====== TEXT SEGMENT ======

In 100 Poems to Break Your Heart, poet and advocate Edward Hirsch selects 100 poems, from the nineteenth century to the present, and illuminates them, unpacking context and references to help the reader fully experience the range of emotion and wisdom within these poems.
For anyone trying to process grief, loneliness, or fear, this collection of poetry will be your guide in trying times.
A great collection of poems that will absolutely break your heart. Well written poetry for those who are feeling pain
I rarely read publishers' blurbs anymore because they are too often way off the mark. I definitely should have looked at the one for 100 Poems to Break Your Heart more closely though. I was expecting a compilation of poetry for times of grief or sadness, and while it is that, it is also quite dense and full of analysis. Edward Hirsch has chosen 100 poems and arranged them chronologically, from 1815 to 2018, with poems from many diverse sources. There were several that spoke to me, such as Sharon Olds' "The Race", Kate Daniels' "The Addict's Mother", and Patricia Smith's "Ethel's Sestina". The last one is about Hurricane Katrina and begins "Ethel Freeman's body sat for days in her wheelchair outside the New Orleans Convention Center." It is indeed heartbreaking.
I would have preferred a more modern collection of poems with less analysis that would have allowed me to develop my own thoughts about the poems, but this is a good volume to choose if you are looking for plenty of grief ("We are not so much diminished as enlarged by grief") and analysis to go along with it.

====== DATA UNDER STUDY ======

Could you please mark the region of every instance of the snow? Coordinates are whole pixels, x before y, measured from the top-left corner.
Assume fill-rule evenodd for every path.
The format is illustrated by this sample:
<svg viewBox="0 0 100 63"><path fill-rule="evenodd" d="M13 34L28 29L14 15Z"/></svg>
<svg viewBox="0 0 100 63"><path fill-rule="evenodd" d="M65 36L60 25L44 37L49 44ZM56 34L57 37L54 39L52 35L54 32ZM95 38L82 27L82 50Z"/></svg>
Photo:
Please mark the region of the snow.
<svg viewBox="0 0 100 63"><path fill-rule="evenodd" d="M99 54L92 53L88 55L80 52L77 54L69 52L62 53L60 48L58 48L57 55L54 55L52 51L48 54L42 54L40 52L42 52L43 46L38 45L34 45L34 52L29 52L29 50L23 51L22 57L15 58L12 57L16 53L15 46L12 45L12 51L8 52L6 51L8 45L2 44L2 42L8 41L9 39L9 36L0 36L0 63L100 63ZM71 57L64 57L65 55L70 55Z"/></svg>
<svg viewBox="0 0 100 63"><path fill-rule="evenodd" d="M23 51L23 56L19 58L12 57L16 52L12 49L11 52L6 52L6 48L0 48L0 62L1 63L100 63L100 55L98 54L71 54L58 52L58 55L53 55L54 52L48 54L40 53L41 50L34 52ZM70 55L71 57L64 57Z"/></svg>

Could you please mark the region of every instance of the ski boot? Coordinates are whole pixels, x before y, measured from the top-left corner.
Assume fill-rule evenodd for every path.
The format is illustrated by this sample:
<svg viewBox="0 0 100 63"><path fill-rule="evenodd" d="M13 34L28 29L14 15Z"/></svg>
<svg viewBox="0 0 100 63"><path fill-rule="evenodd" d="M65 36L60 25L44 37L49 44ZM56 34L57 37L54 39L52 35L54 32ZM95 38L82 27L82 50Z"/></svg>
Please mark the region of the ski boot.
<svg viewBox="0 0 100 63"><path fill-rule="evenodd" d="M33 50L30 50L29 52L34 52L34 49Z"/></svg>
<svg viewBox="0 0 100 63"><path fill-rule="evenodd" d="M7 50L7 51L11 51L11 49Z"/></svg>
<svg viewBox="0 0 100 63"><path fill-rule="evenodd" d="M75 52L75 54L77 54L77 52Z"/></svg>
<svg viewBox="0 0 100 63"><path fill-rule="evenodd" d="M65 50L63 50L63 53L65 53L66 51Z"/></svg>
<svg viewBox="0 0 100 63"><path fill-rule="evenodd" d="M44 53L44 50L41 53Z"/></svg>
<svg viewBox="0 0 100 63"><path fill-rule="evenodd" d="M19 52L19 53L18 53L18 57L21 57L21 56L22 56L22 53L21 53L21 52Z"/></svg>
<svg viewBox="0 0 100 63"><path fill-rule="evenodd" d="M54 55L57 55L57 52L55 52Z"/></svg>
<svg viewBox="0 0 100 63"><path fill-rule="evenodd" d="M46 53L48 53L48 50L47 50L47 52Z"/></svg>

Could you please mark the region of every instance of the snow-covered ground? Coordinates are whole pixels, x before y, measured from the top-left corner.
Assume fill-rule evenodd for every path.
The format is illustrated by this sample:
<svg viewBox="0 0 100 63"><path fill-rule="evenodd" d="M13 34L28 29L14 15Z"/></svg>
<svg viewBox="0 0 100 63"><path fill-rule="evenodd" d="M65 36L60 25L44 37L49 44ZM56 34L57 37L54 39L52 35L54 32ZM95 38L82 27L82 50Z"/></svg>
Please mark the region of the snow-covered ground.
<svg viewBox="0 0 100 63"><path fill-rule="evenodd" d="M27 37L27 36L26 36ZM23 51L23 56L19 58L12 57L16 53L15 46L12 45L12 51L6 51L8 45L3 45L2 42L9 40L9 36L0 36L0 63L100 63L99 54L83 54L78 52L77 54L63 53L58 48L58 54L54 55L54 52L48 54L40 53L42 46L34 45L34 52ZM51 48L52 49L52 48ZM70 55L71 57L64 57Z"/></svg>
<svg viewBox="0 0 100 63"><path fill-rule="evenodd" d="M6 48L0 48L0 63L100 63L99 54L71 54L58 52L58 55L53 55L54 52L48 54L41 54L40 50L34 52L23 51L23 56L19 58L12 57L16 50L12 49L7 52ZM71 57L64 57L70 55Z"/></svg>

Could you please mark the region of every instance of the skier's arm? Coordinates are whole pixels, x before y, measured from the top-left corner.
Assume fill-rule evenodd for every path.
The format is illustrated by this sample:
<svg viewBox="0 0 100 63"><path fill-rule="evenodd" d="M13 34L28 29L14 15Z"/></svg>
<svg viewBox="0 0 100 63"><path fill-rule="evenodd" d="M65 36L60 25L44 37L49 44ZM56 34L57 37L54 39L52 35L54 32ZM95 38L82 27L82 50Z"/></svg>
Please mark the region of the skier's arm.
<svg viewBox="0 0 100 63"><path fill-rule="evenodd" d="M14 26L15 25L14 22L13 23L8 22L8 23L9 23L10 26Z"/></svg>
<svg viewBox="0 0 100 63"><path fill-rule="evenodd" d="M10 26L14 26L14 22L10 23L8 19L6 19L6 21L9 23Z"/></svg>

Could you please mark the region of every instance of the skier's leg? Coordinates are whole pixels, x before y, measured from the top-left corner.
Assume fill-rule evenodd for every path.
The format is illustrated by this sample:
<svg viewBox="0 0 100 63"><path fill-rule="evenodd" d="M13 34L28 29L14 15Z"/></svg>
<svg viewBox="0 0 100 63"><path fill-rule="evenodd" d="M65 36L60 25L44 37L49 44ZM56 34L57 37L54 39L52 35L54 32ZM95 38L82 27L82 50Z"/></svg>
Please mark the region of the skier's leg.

======

_INSTRUCTIONS:_
A. According to the text on 100 Poems to Break Your Heart, what span of years do the chosen poems cover?
B. Please copy the text on 100 Poems to Break Your Heart word for word, from "In 100 Poems" up to and including "within these poems.".
The records have nothing to do with what follows.

_ANSWERS FOR THE EXERCISE:_
A. They run chronologically from 1815 to 2018.

B.
In 100 Poems to Break Your Heart, poet and advocate Edward Hirsch selects 100 poems, from the nineteenth century to the present, and illuminates them, unpacking context and references to help the reader fully experience the range of emotion and wisdom within these poems.